- [Task set]
(A) According to the Blink Finance description, how long do small and medium-sized businesses and freelancers often wait for banks or traditional institutions to process invoice financing requests?
(B) Can you turn the paragraph of the Blink Finance description that begins "Our target customers are" into a short bulleted list that keeps its main facts?
(C) How would you sum up the Blink Finance description in two sentences?

- [Passage provided]
--- BEGIN ---
Blink Finance combines blockchain technology and stablecoins for instant fund transfers with PEPPOL Network–based e-invoices for automated verification and credit scoring. This hybrid approach enables near-instant loan approvals for customers facing cash flow challenges.

Small and medium-sized businesses and freelancers often wait 3–5 days for banks or traditional institutions to process invoice financing requests. Blink Finance cuts that time down to minutes, removing unnecessary paperwork, manual review steps, and delays providing a faster, transparent, and borderless financing experience.

Who is your target customer?

Our target customers are small and medium-sized business owners and freelancers who issue invoices and often face delayed payments, creating short-term cash flow gaps. These users typically operate in industries such as IT services, logistics, marketing, creative work, and import/export. Sectors with high invoice volumes and long payment cycles.

The idea for Blink Finance came from a real-life experience: a friend asked me a couple of months ago to send him crypto so he could cover urgent expenses while waiting for his invoice financing to be approved. I helped him out, and later did the same a few more times, lending small amounts (up to around 10k).

That experience validated the need for faster access to liquidity and inspired me to research existing invoice financing solutions and explore how blockchain and stablecoins could make the process instant, transparent, and more accessible.

Who are your closest competitors and how are you different?
--- END ---
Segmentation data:
--- BEGIN ---
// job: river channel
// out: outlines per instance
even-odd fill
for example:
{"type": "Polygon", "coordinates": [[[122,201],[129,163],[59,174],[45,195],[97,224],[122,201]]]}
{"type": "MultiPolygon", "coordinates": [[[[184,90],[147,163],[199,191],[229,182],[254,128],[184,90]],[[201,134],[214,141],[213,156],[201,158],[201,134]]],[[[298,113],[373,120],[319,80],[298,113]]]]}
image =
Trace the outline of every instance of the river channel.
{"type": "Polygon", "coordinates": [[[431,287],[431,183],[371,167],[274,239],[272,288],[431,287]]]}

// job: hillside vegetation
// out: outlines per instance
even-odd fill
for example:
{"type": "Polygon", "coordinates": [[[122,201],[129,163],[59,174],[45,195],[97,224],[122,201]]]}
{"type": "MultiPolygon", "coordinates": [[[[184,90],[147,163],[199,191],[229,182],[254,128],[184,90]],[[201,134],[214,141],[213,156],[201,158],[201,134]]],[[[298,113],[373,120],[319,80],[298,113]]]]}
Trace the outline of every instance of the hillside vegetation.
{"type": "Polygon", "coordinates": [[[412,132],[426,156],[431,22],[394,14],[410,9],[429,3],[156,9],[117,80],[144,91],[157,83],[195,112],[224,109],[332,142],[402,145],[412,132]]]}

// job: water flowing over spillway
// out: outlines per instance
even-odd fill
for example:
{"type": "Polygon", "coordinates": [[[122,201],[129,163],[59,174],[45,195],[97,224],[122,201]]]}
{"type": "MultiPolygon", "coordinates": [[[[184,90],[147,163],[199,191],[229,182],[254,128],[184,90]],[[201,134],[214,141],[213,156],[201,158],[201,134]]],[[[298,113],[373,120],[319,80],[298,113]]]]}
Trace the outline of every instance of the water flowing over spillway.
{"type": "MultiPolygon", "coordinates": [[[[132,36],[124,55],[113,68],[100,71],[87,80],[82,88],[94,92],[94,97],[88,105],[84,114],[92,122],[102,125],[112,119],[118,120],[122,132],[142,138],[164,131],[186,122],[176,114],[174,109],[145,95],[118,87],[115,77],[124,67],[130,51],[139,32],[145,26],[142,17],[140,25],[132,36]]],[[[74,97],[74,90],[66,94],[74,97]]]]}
--- END ---
- [In response]
(A) They often wait 3–5 days.

(B)
- Target customers: small and medium-sized business owners and freelancers who issue invoices
- Their problem: delayed payments that create short-term cash flow gaps
- Typical industries: IT services, logistics, marketing, creative work, and import/export
- Common traits of these sectors: high invoice volumes and long payment cycles

(C) Blink Finance combines blockchain technology and stablecoins for instant fund transfers with PEPPOL Network–based e-invoices for automated verification and credit scoring, cutting invoice financing approval for small and medium-sized businesses and freelancers from the usual 3–5 days to minutes. The idea came from lending crypto to a friend who needed to cover urgent expenses while waiting for invoice financing to be approved, an experience that validated the need for faster access to liquidity.